■ **What you will do**
The output must be the data, printed exactly as written.

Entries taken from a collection
.....
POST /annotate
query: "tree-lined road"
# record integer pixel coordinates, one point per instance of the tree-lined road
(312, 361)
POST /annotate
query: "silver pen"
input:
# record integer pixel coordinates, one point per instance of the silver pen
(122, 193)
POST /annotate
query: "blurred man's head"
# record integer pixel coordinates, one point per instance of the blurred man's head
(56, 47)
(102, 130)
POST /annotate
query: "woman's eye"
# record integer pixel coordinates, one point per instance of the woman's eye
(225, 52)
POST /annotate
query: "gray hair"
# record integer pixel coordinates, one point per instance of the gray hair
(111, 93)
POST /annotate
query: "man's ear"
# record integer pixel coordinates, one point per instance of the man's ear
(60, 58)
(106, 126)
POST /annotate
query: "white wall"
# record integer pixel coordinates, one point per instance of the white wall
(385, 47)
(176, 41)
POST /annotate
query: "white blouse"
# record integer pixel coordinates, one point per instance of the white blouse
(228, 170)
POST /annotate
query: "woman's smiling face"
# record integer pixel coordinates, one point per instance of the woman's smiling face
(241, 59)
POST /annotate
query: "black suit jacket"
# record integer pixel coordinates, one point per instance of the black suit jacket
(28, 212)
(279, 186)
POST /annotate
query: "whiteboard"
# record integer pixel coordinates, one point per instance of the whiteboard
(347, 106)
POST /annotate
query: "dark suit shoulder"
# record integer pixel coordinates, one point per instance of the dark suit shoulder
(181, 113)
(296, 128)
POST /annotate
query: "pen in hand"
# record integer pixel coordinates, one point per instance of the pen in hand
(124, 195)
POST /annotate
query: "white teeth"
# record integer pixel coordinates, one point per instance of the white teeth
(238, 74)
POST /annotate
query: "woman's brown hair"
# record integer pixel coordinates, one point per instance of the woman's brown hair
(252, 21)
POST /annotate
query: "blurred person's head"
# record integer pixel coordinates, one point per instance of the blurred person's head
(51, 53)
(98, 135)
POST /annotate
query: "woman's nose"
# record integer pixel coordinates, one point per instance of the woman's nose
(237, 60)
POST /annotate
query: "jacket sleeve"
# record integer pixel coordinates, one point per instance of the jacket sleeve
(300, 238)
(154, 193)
.....
■ **Finished task**
POST /annotate
query: "tree-lined road"
# record integer pixel coordinates, one point per instance of the tree-lined road
(312, 361)
POST /annotate
query: "silver pen"
input:
# record integer pixel coordinates, one point per instance of the silver pen
(122, 193)
POST /annotate
query: "blurred man's head"
# record integer pixel coordinates, one point per instance of the blurred man's head
(56, 47)
(102, 130)
POST /annotate
query: "woman's eye"
# record integer pixel coordinates, one point per instance of the woman's eye
(225, 52)
POST /annotate
query: "gray hair"
# record integer pixel coordinates, one point per instance of the gray hair
(111, 93)
POST /annotate
query: "man's ear"
# record integer pixel coordinates, one point per instance of the man's ear
(60, 58)
(106, 126)
POST /annotate
query: "white wall"
# record integer pixel coordinates, one point per instance of the white wall
(385, 47)
(176, 41)
POST /annotate
query: "white blouse"
# record integer pixel coordinates, one point per instance of the white blouse
(228, 170)
POST /annotate
query: "woman's smiling face"
# record integer pixel coordinates, one point per instance of the woman's smiling face
(241, 59)
POST /annotate
query: "black suit jacket"
# record integer pixel coordinates, one point per instance of the black suit jacket
(28, 212)
(279, 186)
POST /annotate
query: "whiteboard"
# record integer pixel coordinates, one point per instance of the whiteboard
(347, 106)
POST /annotate
query: "dark suit shoulder"
# record integer pixel coordinates, one point per instance of the dark suit shoulder
(181, 113)
(296, 128)
POST /annotate
query: "pen in hand"
# record integer pixel coordinates, one point per instance of the pen in hand
(124, 195)
POST /annotate
query: "white teeth"
# record integer pixel coordinates, one point per instance of the white teeth
(238, 74)
POST /annotate
query: "woman's brown hair"
# record integer pixel coordinates, one point per instance of the woman's brown hair
(252, 21)
POST /annotate
query: "blurred person's head"
# record integer pixel coordinates, one point per instance of the blurred person's head
(51, 53)
(98, 135)
POST /annotate
query: "woman's nose"
# record integer pixel coordinates, one point per instance of the woman's nose
(237, 60)
POST /annotate
query: "jacket sleeve"
# record integer pixel coordinates, one point per instance of the jacket sleeve
(300, 238)
(154, 193)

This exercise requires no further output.